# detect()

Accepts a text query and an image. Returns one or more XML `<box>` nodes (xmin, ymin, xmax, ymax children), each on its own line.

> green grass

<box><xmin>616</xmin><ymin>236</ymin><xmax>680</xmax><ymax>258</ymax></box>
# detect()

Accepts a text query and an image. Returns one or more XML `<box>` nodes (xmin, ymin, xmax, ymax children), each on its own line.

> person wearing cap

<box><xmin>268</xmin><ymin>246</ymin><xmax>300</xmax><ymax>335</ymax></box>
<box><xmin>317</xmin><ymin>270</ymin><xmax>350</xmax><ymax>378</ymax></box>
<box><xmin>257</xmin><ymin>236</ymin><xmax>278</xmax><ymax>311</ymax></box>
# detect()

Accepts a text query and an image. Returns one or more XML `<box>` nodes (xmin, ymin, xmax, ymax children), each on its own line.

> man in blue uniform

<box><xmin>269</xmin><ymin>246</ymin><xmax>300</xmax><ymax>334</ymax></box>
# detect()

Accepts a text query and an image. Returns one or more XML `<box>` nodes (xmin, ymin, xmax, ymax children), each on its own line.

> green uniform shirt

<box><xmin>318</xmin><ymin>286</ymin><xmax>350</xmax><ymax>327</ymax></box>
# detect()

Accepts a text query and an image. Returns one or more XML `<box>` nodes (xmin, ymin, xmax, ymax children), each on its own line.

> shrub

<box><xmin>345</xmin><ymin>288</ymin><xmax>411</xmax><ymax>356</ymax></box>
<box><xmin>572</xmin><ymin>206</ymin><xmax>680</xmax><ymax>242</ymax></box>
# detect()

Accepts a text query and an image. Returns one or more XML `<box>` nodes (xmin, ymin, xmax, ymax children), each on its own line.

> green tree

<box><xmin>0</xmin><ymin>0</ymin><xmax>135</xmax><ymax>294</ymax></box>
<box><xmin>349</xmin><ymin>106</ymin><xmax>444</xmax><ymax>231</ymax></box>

+===+

**Aim of the exercise**
Copy each line of the material above that contains the string "green". Case counts.

**The result**
> green grass
> green uniform shirt
> green tree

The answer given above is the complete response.